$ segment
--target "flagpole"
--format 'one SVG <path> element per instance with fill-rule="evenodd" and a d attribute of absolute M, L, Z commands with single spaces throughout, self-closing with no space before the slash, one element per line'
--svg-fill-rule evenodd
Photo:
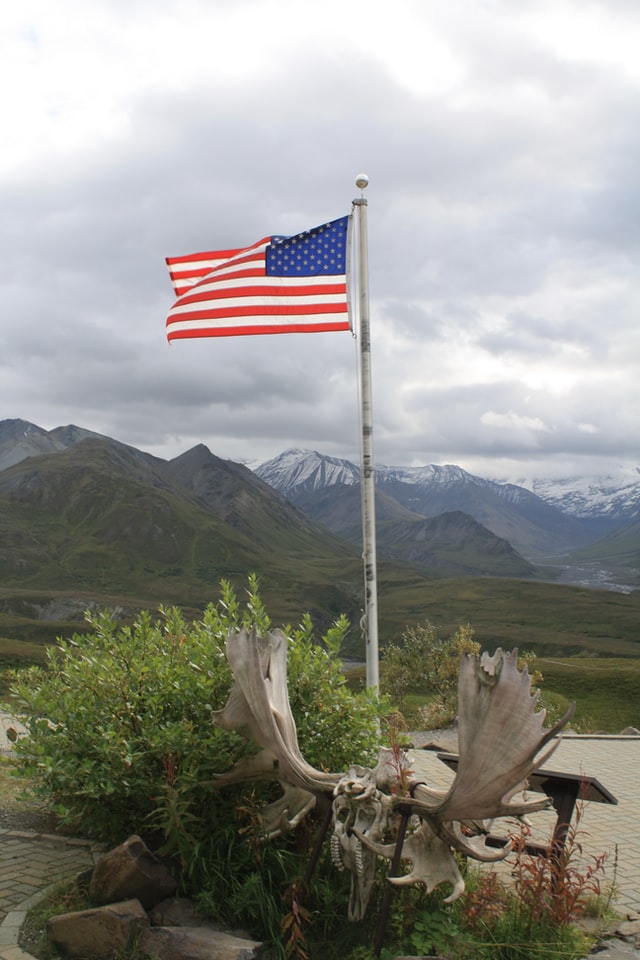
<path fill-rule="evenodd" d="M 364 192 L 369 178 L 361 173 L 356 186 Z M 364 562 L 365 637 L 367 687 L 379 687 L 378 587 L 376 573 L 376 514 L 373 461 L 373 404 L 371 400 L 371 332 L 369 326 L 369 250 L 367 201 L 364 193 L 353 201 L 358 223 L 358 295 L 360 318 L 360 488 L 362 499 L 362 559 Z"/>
--
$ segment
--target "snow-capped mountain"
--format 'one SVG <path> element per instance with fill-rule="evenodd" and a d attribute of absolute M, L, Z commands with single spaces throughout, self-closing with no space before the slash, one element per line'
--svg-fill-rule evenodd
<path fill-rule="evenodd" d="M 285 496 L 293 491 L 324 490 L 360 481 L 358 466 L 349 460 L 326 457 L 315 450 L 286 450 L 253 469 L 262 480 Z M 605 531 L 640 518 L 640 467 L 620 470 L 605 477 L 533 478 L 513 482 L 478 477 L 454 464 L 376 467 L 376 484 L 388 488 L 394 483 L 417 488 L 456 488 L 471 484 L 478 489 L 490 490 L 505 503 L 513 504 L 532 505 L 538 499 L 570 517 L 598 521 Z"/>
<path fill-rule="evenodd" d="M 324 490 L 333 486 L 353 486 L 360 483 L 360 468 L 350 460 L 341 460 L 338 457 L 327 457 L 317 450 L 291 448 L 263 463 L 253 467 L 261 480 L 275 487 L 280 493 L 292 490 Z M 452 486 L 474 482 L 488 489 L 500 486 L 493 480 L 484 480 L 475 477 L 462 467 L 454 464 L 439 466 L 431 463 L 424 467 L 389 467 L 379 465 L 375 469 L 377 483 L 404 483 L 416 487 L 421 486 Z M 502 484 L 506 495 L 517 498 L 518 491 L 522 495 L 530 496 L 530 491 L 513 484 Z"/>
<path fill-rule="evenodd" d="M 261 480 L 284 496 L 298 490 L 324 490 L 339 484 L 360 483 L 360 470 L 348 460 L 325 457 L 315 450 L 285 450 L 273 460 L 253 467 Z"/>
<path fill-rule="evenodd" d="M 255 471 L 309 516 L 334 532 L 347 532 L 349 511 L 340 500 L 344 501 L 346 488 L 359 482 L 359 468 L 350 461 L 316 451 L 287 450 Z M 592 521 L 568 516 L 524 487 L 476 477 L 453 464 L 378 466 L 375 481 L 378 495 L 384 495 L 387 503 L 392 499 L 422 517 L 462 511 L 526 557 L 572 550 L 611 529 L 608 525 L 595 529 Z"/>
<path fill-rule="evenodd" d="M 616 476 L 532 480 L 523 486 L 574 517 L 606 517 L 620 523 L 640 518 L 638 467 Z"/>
--
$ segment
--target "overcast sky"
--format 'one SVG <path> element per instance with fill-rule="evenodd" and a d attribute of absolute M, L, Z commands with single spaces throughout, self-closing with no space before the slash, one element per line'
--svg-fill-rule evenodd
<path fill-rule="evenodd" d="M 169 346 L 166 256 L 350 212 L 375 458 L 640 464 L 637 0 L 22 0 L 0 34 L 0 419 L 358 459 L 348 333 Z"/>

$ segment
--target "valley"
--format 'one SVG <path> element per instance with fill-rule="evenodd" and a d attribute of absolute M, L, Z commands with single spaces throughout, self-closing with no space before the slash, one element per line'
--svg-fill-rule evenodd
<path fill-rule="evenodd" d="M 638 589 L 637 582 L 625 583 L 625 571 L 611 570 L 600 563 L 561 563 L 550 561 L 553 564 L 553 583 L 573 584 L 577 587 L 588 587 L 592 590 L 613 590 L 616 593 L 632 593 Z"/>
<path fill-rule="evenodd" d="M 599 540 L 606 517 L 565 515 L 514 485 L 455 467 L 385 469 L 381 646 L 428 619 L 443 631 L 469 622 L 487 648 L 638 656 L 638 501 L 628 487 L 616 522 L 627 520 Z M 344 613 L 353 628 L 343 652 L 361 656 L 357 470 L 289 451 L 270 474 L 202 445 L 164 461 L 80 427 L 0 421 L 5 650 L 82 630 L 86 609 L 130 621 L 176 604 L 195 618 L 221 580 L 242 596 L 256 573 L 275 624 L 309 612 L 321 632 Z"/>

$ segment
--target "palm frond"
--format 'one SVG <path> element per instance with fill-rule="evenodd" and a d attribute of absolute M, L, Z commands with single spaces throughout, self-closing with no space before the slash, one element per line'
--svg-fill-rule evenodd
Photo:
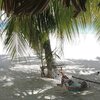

• _Assignment_:
Which lines above hold the string "target"? Please copy all of them.

• _Output of the exercise_:
--target "flagpole"
--target "snow-capped mountain"
--target "overcast sky"
--target "valley"
--target "palm frond"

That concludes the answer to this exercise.